- _Problems to solve_
(a) In the blog post on Romans 7, where did the writer first come across the scripture passage that has been running through their mind?
(b) Pick up the blog post on Romans 7 after its final sentence and carry it forward.

- _Page extract_
◆ ◆ ◆ ◆ ◆ ◆ ◆

18 I realize that I don’t have what it takes. I can will it, but I can’t do it.19 I decide to do good, but I don’t really do it; I decide not to do bad, but then I do it anyway.
22 I truly delight in God’s commands,23 but it’s pretty obvious that not all of me joins in that delight. Parts of me covertly rebel, and just when I least expect it, they take charge.
Romans 7:18-19, 22-23
I read this portion of scripture the other day after reading another friend's blog. Someone had posted a comment that contained this scripture. Since then, it has been running through my mind. Obviously, I relate a lot of scripture to our current situation. I've found it difficult to read my Bible lately because I just don't know where to look for what I need. What do I need? No idea....so I just sit and wait. Not a very proactive approach, huh?
When I read this portion of scripture, though, I immediately thought of some of the things I've been dealing with personally....like my worry, fear, and reaction to others who mean well. I'm human, and it is human to worry, to be afraid, and to become angry as a result of simple questions. I don't claim these actions to be holy or justified, but I write about them because it helps me process it all. I hope you all don't mind my transparency. I'm not perfect, and just because I now have a "story" to share with others, it doesn't mean I'm going to feel like opening that wound at any given moment. So, when I'm faced with questions from strangers and I, inwardly, become frustrated and angry rather than responding positively by jumping at the chance to share our story....it's really just my sense of protecting myself from even more pain. I'm told all the time how "strong" I am. I don't feel that I'm strong at all, and any strength that I seemingly portray certainly doesn't come from me. There are times when I will willingly share Ayden's story and open myself up, but at other times, I just want to be left alone. I would hope that that is understandable.

◆ ◆ ◆ ◆ ◆ ◆ ◆

- _Provided information_
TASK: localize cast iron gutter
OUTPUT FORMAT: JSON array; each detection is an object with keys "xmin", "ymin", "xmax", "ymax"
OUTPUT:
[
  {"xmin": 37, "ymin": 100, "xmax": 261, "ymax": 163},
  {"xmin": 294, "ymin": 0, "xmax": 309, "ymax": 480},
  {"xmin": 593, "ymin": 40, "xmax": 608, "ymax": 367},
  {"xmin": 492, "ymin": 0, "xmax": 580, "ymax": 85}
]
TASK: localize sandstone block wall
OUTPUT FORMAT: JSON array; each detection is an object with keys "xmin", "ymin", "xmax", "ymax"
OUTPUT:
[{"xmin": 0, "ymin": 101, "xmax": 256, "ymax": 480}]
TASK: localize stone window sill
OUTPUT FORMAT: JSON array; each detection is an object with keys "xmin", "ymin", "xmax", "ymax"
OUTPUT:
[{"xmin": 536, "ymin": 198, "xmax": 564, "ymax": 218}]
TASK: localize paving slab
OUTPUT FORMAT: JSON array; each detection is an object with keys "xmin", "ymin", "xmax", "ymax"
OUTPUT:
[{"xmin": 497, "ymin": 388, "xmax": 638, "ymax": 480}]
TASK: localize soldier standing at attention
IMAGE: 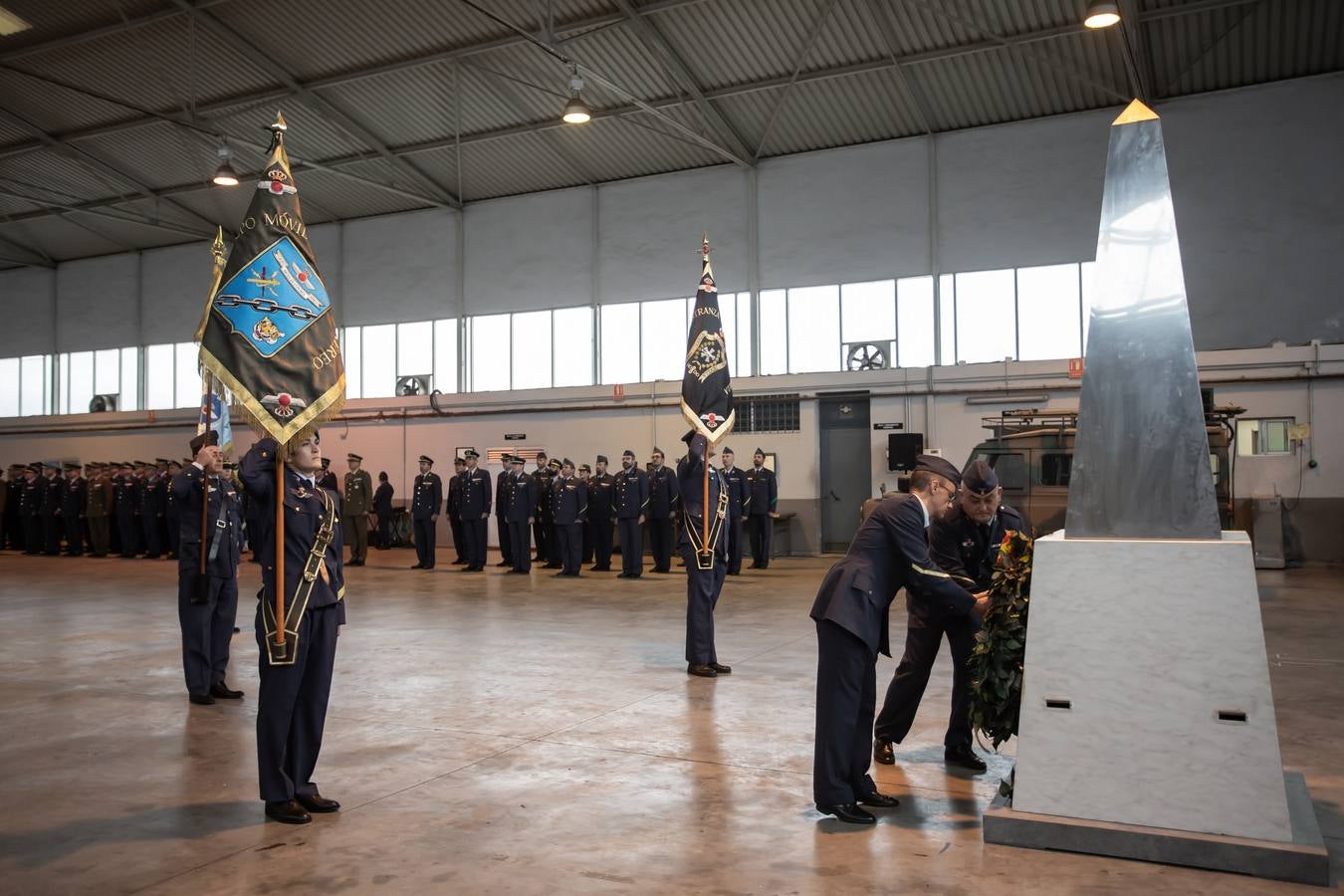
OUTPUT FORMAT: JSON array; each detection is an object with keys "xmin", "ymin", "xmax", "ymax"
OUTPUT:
[
  {"xmin": 578, "ymin": 464, "xmax": 592, "ymax": 565},
  {"xmin": 61, "ymin": 464, "xmax": 89, "ymax": 558},
  {"xmin": 746, "ymin": 449, "xmax": 780, "ymax": 569},
  {"xmin": 533, "ymin": 451, "xmax": 553, "ymax": 562},
  {"xmin": 448, "ymin": 457, "xmax": 466, "ymax": 566},
  {"xmin": 615, "ymin": 449, "xmax": 649, "ymax": 579},
  {"xmin": 646, "ymin": 447, "xmax": 680, "ymax": 572},
  {"xmin": 588, "ymin": 454, "xmax": 615, "ymax": 572},
  {"xmin": 552, "ymin": 458, "xmax": 587, "ymax": 576},
  {"xmin": 495, "ymin": 454, "xmax": 514, "ymax": 566},
  {"xmin": 676, "ymin": 430, "xmax": 733, "ymax": 678},
  {"xmin": 341, "ymin": 454, "xmax": 373, "ymax": 566},
  {"xmin": 170, "ymin": 430, "xmax": 243, "ymax": 705},
  {"xmin": 462, "ymin": 449, "xmax": 491, "ymax": 572},
  {"xmin": 502, "ymin": 454, "xmax": 537, "ymax": 575},
  {"xmin": 722, "ymin": 447, "xmax": 748, "ymax": 575},
  {"xmin": 41, "ymin": 464, "xmax": 65, "ymax": 558},
  {"xmin": 242, "ymin": 431, "xmax": 346, "ymax": 824},
  {"xmin": 373, "ymin": 472, "xmax": 394, "ymax": 551},
  {"xmin": 85, "ymin": 464, "xmax": 112, "ymax": 558},
  {"xmin": 411, "ymin": 454, "xmax": 444, "ymax": 569}
]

◆ ◆ ◆ ◆ ◆ ◆ ◆

- _Answers given_
(a) In a comment someone had posted on another friend's blog.

(b)
This is all still very new. We haven't even reached the one year mark, yet. And the anticipation of that, in itself, is daunting. A year without Ayden....it just shouldn't be. So, yes, there are days when my sinful nature comes out and I worry....fear....and become angry that this is my life. As a Christian, I realize I should approach life without worry, without fear, and I should turn this around and see the purpose behind it. Believe me, 75% of the time, I'm able to face all of this with Faith and Hope and I can see that there is a purpose; although I may not KNOW it, I can see it. I find so much comfort in knowing that Ayden is okay. He is safe in the arms of God, and we will be with him again someday, SOON, never to be separated again. What an amazing promise! I'm so thankful that I have that hope to cling to because without it, I can guarantee you I would be an absolute mess.
BUT....while knowing all of this.....I still want Ayden in MY arms. And God is so amazing for dealing with me, and all of us, in our moments like this. When we focus so much on ourselves and our pain, yet we don't take the time to realize that He is there to comfort us and help us attempt to make sense of it all. Even then, when we do acknowledge Him and His plan, we still say, BUT.....
In my attempt to stay in the Word, I started reading 1 Peter the other night. No idea why....I just went there. I don't feel it was a coincidence. Here is a piece of the 1st chapter of 1 Peter:
Because Jesus was raised from the dead, we’ve been given a brand-new life and have everything to live for,4 including a future in heaven—and the future starts now!5 God is keeping careful watch over us and the future. The Day is coming when you’ll have it all—life healed and whole.6 I know how great this makes you feel, even though you have to put up with every kind of aggravation in the meantime.7 Pure gold put in the fire comes out of it proved pure; genuine faith put through this suffering comes out proved genuine. When Jesus wraps this all up, it’s your faith, not your gold, that God will have on display as evidence of his victory.
I read this part over and over and over, and I was just awestruck that God had lead me to that in the exact moment I needed it. I had been waiting around....just expecting Him to shove something in my face. Then, I quickly realized, that's not how it works. I should seek Him, and on a whim, I went to this piece of scripture. Wow....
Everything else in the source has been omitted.